◆ TASK STATEMENT ◆
Across the entries below, how many lines include "shoulder"? Give the number and nothing else.

[Start of Attachment]

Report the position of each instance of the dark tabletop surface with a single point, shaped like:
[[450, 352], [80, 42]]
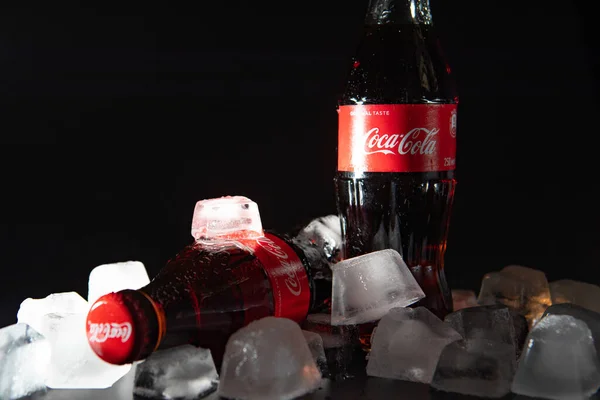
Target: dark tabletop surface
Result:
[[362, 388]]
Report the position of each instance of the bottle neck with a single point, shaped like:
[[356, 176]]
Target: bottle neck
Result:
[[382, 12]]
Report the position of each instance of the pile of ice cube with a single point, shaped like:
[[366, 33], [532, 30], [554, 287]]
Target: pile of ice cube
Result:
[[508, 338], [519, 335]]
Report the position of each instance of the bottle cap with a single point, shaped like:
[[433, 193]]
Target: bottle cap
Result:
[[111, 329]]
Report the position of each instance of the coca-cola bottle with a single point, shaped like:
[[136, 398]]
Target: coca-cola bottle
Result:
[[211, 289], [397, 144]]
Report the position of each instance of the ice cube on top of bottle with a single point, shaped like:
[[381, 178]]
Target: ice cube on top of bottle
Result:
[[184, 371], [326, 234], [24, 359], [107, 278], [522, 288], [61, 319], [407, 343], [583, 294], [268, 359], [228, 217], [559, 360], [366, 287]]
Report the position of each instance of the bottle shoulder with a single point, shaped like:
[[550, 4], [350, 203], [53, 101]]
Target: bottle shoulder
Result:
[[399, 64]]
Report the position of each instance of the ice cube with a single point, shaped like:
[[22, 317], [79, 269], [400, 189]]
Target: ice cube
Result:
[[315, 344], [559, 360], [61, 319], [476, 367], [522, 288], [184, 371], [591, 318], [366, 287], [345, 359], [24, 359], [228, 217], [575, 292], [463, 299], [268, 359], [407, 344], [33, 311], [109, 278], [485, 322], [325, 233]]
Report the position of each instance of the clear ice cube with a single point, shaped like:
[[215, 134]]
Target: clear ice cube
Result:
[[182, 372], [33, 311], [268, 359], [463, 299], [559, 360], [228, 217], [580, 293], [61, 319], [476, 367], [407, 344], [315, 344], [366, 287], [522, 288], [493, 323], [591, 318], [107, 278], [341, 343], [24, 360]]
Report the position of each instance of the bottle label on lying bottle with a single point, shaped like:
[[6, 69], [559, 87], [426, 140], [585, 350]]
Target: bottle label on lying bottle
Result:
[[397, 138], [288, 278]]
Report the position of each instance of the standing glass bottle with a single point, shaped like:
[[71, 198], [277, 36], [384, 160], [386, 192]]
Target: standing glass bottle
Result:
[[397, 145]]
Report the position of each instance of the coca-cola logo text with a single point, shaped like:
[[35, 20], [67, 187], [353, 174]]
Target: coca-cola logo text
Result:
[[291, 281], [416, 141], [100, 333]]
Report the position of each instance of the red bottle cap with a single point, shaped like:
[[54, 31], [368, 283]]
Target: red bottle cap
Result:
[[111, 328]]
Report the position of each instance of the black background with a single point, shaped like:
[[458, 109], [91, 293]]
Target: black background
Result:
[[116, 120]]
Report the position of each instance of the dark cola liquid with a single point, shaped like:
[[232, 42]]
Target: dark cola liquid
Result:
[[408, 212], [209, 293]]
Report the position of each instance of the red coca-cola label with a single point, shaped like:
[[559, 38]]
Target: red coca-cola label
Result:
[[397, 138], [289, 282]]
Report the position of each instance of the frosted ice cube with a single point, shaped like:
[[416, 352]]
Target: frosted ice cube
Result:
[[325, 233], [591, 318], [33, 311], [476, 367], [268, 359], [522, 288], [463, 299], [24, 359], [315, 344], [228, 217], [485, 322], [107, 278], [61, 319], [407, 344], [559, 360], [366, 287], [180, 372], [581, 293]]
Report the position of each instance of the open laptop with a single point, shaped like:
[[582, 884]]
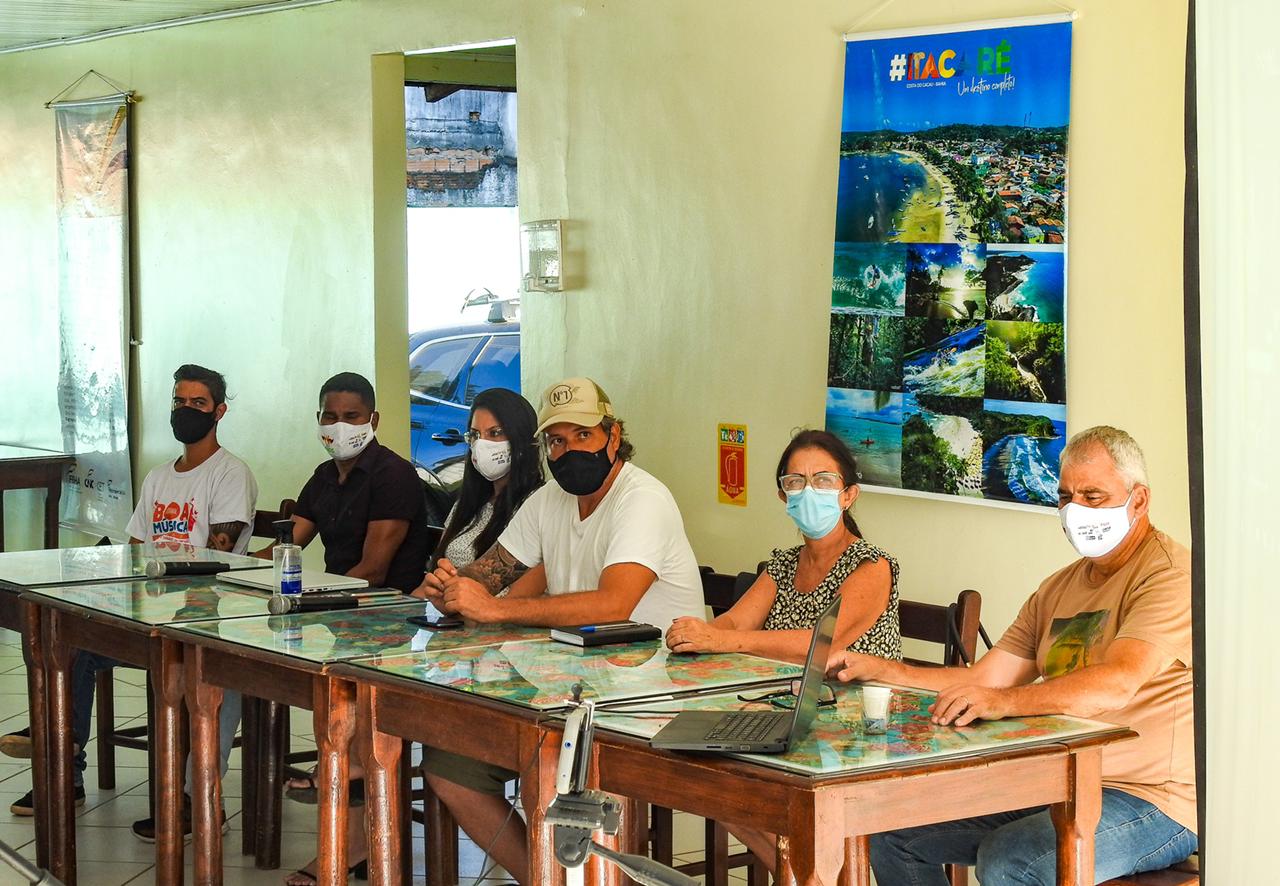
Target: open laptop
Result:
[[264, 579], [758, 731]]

[End of Attachment]

◆ ANSWER FOR THE TASK ◆
2